Vorgegebener Text —
★ ★ ★

Bild: Pissoirwand mit Graffiti, Foto von Marc Martin in der Ausstellung „Fens…
Diese Ausstellung im Schwulen Museum* ist ja leider von einigen aus dieser
Institution selbst moralisch in Misskredit gebracht worden: Über Klappen,
also öffentliche Toiletten der Männer, die früher sexuelle, aber auch
soziale Anbahnungsorte waren, geht diese Exposition, so richtig mit
nachgebautem Gruppenpissoir. Sehr eindrücklich, sehr erhellend, sehr
nachfühlbar.
In einem Infobrief der von schwulen Männern tapfer und hartnäckig
aufgebauten Institution hieß es nur wegwerfend, entwertend, das sei ein
Ding von cis-weißen Männern. Schwule Männer also, musste man diese
Invektive verstehen, zählen nicht mehr als Überlebende von Homophobie,
nicht mehr als in den meisten Jahren ihrer Leben Benachteiligte,
Kleingehaltene, Diskriminierte.

★ ★ ★

Aufgabe 1 — Gib den Text über die Klappen-Ausstellung von „Bild: Pissoirwand mit“ bis einschließlich „nachfühlbar.“ erneut wieder und tausche darin „Exposition“ gegen „Präsentation“ aus.
Aufgabe 2 — Führe den Text über die Klappen-Ausstellung im Schwulen Museum nach seinem letzten Satz weiter.

★ ★ ★

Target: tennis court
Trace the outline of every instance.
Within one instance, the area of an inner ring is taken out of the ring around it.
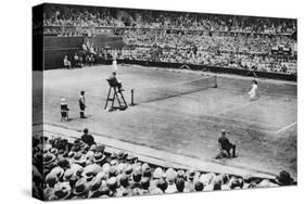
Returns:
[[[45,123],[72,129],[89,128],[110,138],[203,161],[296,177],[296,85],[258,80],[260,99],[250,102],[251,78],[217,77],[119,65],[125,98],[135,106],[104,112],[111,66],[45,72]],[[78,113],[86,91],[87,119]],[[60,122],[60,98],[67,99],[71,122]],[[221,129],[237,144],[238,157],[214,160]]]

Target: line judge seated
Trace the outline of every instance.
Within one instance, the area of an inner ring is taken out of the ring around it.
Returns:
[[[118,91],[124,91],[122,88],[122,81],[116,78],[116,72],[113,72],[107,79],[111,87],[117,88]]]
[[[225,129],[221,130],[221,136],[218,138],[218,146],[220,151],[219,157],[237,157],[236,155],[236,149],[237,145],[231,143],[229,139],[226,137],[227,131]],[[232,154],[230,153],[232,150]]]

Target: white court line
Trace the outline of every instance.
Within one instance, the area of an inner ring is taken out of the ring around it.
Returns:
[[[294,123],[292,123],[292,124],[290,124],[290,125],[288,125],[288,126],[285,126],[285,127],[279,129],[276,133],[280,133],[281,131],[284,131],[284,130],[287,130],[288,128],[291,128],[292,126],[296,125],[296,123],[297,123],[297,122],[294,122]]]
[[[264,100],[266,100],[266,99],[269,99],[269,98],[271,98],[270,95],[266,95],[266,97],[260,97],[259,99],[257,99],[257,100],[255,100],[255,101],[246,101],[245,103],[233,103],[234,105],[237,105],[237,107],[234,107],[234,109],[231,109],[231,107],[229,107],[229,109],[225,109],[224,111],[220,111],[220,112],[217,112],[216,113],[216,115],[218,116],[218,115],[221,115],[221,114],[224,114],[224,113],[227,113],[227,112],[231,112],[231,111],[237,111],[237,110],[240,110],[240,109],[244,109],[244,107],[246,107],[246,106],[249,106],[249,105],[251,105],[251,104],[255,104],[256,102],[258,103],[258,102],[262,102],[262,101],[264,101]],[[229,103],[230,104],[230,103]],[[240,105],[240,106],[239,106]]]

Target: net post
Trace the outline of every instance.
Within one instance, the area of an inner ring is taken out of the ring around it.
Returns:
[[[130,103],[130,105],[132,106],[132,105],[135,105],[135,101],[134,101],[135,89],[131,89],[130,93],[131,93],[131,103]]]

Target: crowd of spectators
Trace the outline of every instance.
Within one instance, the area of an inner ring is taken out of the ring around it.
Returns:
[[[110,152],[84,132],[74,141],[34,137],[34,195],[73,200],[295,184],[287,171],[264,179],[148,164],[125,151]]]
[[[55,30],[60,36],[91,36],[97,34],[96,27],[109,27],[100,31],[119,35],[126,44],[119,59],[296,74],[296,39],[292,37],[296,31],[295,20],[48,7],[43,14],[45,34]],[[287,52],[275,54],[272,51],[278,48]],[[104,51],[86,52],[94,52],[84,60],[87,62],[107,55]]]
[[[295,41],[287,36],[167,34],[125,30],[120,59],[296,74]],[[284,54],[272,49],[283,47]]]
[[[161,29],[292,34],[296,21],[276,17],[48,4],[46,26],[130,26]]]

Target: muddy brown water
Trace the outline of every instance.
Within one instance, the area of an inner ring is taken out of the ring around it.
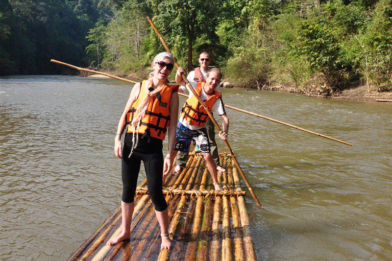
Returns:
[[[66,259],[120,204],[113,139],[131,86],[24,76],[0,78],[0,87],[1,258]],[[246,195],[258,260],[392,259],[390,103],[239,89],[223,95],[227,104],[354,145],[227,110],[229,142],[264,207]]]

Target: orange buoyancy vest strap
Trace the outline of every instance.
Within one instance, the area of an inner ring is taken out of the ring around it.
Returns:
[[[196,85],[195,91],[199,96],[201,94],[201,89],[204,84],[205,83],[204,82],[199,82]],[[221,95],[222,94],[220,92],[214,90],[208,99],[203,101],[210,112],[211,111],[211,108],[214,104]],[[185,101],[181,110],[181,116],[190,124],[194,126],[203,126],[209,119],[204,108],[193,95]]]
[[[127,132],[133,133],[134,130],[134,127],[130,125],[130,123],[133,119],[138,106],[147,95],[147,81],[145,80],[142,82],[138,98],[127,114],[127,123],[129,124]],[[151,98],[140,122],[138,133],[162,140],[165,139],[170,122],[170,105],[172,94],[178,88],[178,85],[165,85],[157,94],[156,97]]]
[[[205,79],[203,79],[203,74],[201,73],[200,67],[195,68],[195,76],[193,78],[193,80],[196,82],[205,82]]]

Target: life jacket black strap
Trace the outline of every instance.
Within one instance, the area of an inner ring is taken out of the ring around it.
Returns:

★ ★ ★

Lösung 1 —
Bild: Pissoirwand mit Graffiti, Foto von Marc Martin in der Ausstellung „Fens…
Diese Ausstellung im Schwulen Museum* ist ja leider von einigen aus dieser
Institution selbst moralisch in Misskredit gebracht worden: Über Klappen,
also öffentliche Toiletten der Männer, die früher sexuelle, aber auch
soziale Anbahnungsorte waren, geht diese Präsentation, so richtig mit
nachgebautem Gruppenpissoir. Sehr eindrücklich, sehr erhellend, sehr
nachfühlbar.

Lösung 2 —
Tatsächlich umweht diese museale Intervention über eine „Geheime Topografie
der Lust“, wie hier in der taz gestern Tilman Baumgärtel sehr schön
beschrieb, eine gewisse Sehnsucht, eine inzwischen ja ortlose Melancholie:
Klappen zum Wichsen, gemeinsamem Schwänzeangucken, zum Begehren und zur
visuellen wie haptischen Befriedigung von vielerlei Appetitformen gibt es
nicht mehr.
Wer unbedingt pullern muss, geht einfach ins nächste Café oder hat sowieso
keine Notdurft zu verrichten (was zwar merkwürdig anmutet, da doch in den
vergangenen Jahren kein Mann mehr ohne Stilles-Wasser-Flasche aus dem Haus
ging, als sei die Metropole eine Wüste, in der das Verdursten droht, sei’s
drum …).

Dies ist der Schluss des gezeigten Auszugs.